- Job 1: According to the market report, by what percentage did the India Vix rise, and to what level?

- Source extract:
Nifty resumed its downward trend on Thursday, closing the day 168 points down after displaying weakness from Tuesday’s intraday highs. The Nifty faced significant selling pressure after opening flat to negative, and it ended the day down around 23,350 levels. The Bank Nifty saw strong selling pressure after opening flat and ended the day down at 50,373 levels. A rise in market volatility was indicated by the India Vix volatility index, which rose 2.09% to 15.99.
Nifty Outlook Today
“The Nifty index remains weak as recovery attempts have repeatedly faltered at higher resistance levels. The index’s continued inability to reclaim the 200-DMA and 10-DEMA reflects bearish dominance, with sellers dictating the trend. Momentum indicators, including the RSI on the daily chart, are trending below 40 levels, signalling a lack of buyer interest and favouring further downside. Immediate support lies at 23,200-23,250, with a breakdown likely to extend the decline toward 23,000-23,050. On the upside, a sustained move above 23,600 may trigger short-covering, providing a temporary reprieve. However, a decisive rebound above 24,000 is essential to negate the bearish bias and shift market sentiment. Until the index convincingly surpasses the 23,800-24,000 zone, a “sell on rise” approach remains prudent. A sustained breach below 23,200 would confirm bearish continuation, while any short-term pullback is likely to face stiff resistance near 23,500-23,600,” said Dhupesh Dhameja, Derivatives Analyst, SAMCO Securities.

- Job 2: Copy the entries word for word, starting at the first line of the entries and stopping after the line that contains "932 836 L 932".

- Given entries:
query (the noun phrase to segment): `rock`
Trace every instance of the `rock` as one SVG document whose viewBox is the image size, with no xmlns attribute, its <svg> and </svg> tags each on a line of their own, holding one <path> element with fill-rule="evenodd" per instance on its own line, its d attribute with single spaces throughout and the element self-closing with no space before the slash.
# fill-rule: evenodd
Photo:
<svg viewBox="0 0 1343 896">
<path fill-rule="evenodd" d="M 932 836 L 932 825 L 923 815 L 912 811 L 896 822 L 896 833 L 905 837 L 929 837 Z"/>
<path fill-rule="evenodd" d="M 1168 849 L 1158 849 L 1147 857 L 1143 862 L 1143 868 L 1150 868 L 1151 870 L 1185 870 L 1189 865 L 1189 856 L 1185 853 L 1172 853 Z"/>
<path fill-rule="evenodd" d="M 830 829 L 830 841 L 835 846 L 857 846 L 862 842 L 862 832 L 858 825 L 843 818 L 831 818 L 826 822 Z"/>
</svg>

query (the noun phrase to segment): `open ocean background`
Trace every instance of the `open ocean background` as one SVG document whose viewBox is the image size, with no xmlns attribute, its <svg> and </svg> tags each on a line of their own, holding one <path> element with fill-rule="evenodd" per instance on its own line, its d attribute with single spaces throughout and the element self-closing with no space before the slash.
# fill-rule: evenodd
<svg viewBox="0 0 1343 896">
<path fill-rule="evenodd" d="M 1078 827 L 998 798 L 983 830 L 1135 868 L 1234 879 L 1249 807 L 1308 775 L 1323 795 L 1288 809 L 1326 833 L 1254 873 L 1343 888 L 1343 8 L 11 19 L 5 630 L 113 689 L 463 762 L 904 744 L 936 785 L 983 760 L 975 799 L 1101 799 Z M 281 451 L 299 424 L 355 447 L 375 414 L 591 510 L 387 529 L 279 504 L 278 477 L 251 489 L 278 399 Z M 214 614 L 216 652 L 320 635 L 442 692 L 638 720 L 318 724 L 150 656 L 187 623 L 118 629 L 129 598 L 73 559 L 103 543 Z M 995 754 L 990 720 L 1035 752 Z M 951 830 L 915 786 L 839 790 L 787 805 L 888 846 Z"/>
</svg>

- Complete answer 1: It rose 2.09% to 15.99.

- Complete answer 2:
query (the noun phrase to segment): `rock`
Trace every instance of the `rock` as one SVG document whose viewBox is the image size, with no xmlns attribute, its <svg> and </svg> tags each on a line of their own, holding one <path> element with fill-rule="evenodd" per instance on its own line, its d attribute with single spaces throughout and the element self-closing with no space before the slash.
# fill-rule: evenodd
Photo:
<svg viewBox="0 0 1343 896">
<path fill-rule="evenodd" d="M 932 836 L 932 825 L 923 815 L 912 811 L 896 822 L 896 833 L 905 837 L 929 837 Z"/>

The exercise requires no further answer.